# Given problem:
Copy the records verbatim, starting at the line containing "Target: roadway centerline area" and ending at the line containing "[(14, 673), (94, 544)]", with both of those lines included.

# Data rows:
• • • • •
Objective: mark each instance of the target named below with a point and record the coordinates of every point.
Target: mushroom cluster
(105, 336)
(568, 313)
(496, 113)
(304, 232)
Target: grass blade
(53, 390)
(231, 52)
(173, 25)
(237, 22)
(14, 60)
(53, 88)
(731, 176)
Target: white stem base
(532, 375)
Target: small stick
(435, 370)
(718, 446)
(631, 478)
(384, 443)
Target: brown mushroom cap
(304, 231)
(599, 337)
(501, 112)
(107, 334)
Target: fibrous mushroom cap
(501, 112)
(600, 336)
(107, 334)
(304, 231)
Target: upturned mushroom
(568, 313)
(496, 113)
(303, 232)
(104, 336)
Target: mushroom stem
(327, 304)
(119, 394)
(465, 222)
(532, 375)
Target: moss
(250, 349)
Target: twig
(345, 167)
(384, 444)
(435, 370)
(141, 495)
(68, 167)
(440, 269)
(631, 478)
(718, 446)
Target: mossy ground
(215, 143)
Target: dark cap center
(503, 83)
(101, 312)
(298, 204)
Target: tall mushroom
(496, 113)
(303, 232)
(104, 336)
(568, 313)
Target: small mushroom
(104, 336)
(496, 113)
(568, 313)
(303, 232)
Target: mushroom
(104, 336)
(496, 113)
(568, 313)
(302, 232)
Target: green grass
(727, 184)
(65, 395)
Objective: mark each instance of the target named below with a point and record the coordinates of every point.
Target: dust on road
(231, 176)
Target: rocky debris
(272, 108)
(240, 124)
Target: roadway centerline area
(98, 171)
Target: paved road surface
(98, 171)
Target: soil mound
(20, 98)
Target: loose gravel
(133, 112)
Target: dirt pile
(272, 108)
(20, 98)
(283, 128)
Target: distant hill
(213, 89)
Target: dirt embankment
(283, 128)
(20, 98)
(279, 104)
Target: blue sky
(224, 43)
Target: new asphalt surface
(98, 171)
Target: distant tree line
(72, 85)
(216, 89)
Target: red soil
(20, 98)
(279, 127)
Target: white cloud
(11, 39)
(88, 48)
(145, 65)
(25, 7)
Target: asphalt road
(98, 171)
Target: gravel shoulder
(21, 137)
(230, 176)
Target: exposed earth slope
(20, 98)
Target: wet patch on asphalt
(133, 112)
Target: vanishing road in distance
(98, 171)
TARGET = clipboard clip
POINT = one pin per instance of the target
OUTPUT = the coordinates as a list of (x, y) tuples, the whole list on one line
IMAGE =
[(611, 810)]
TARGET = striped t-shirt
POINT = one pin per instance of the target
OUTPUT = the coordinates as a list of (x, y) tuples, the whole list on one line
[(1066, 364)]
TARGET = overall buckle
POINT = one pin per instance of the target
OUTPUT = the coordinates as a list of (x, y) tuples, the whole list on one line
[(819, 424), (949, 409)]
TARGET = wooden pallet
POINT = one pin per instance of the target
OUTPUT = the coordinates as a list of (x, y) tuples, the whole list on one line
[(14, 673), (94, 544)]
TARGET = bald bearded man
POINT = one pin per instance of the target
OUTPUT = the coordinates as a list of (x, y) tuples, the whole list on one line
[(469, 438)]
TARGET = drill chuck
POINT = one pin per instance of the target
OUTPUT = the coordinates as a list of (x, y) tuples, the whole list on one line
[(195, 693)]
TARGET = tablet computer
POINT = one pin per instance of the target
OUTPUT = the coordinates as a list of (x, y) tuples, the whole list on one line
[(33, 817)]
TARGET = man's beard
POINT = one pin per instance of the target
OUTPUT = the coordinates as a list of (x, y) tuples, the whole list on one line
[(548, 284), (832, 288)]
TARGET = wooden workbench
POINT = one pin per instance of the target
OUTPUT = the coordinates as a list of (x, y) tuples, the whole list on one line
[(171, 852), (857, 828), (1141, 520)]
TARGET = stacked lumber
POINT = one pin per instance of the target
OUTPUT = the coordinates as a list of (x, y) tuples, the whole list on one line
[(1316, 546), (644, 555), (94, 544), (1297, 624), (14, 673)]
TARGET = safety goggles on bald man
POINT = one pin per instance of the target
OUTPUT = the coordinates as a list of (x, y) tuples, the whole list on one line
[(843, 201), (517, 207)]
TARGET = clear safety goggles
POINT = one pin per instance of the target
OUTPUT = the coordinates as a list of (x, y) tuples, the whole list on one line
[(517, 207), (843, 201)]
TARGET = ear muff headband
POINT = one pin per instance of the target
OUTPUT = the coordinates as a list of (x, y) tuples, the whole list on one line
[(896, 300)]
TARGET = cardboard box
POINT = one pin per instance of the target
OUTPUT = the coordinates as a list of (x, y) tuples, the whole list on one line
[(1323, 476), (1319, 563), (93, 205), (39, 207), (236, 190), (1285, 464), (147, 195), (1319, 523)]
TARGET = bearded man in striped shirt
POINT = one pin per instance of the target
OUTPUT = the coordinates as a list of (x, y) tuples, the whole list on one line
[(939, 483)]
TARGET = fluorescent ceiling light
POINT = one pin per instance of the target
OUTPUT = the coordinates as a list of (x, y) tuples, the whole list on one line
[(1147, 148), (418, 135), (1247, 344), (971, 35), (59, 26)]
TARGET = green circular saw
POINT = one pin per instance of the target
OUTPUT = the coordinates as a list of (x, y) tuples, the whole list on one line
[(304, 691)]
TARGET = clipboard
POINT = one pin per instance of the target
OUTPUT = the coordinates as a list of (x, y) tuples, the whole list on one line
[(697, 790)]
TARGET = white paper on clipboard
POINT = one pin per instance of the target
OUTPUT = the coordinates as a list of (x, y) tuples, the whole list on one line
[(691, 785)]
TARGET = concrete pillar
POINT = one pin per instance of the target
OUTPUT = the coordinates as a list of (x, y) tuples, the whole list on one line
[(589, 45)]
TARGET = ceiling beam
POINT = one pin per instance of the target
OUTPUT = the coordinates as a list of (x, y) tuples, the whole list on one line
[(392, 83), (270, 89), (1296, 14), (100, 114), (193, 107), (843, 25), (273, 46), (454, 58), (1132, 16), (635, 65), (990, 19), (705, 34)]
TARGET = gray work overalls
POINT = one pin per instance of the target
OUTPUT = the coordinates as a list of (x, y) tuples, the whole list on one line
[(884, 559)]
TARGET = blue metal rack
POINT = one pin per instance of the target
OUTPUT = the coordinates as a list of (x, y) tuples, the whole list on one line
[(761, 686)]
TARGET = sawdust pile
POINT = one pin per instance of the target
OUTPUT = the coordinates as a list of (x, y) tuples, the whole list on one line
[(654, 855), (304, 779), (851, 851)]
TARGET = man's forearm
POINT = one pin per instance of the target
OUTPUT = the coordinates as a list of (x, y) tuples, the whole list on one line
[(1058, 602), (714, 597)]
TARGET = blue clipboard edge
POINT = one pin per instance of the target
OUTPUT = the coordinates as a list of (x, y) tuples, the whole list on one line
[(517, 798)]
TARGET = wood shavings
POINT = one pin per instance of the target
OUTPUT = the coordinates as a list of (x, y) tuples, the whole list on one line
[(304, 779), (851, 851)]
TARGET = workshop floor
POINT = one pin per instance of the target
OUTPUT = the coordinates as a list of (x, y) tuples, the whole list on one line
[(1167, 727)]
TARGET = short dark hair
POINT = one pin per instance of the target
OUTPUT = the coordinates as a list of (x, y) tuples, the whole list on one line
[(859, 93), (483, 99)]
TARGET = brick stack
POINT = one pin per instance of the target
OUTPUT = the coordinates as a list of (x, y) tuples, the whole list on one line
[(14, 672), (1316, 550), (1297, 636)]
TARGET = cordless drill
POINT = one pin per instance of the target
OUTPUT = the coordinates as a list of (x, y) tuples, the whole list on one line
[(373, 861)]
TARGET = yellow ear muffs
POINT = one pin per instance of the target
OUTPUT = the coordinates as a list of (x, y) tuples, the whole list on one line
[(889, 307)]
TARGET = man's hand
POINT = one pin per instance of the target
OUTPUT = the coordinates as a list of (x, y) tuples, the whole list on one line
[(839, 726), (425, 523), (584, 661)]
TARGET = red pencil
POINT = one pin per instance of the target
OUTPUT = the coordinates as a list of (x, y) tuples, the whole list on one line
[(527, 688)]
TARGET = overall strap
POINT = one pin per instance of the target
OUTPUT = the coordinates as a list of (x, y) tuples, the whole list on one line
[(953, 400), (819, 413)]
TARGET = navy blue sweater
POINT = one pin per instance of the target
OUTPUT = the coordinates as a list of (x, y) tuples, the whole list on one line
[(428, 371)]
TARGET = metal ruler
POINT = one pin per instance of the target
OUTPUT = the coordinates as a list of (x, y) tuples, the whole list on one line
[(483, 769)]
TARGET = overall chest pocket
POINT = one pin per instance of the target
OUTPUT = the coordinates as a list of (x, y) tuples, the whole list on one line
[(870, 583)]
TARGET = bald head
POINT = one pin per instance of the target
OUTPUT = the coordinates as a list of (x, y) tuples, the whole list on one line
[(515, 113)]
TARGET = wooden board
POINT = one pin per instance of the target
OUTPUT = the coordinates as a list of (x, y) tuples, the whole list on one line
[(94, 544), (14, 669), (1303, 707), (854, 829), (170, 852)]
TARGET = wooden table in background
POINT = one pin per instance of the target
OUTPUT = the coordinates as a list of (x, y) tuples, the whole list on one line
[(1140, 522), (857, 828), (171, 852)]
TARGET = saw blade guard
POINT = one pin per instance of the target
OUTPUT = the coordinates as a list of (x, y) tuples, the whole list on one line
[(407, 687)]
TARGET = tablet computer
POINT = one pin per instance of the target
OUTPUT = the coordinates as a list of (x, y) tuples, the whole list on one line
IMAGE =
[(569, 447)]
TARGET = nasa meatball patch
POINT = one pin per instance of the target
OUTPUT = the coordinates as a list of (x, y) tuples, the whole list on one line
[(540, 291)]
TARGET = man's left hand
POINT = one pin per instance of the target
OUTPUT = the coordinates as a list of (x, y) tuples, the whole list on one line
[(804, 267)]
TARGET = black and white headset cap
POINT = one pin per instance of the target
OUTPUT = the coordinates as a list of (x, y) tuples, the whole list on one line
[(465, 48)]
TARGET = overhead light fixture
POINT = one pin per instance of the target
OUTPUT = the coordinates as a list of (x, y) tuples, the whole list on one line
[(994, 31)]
• • • • •
# Solution to the problem:
Target: roadway centerline area
(98, 171)
Target: paved road surface
(98, 171)
Target: soil mound
(20, 98)
Target: loose gravel
(133, 112)
Target: dirt pile
(272, 108)
(20, 98)
(283, 128)
Target: distant hill
(213, 89)
Target: dirt embankment
(283, 128)
(20, 98)
(279, 104)
Target: blue sky
(224, 43)
Target: new asphalt surface
(98, 171)
Target: distant tree line
(72, 85)
(216, 89)
Target: red soil
(20, 98)
(279, 127)
Target: white cloud
(11, 39)
(88, 48)
(145, 65)
(25, 7)
Target: asphalt road
(98, 171)
Target: gravel shoulder
(21, 137)
(230, 176)
Target: exposed earth slope
(20, 98)
Target: wet patch on asphalt
(133, 112)
Target: vanishing road in distance
(98, 171)
TARGET = clipboard clip
POINT = one pin per instance of the target
OUTPUT = the coordinates as a list of (x, y) tuples, the whole list on one line
IMAGE =
[(611, 810)]
TARGET = striped t-shirt
POINT = one pin per instance of the target
OUTPUT = the coordinates as a list of (x, y) tuples, the whole list on one line
[(1066, 364)]
TARGET = overall buckle
POINT = one pin per instance of the target
OUTPUT = the coordinates as a list of (x, y) tuples, the whole list on one line
[(819, 424), (949, 409)]
TARGET = wooden pallet
POINT = one pin per instance of the target
OUTPUT = the coordinates as a list of (x, y) tuples, the whole list on one line
[(14, 673), (94, 544)]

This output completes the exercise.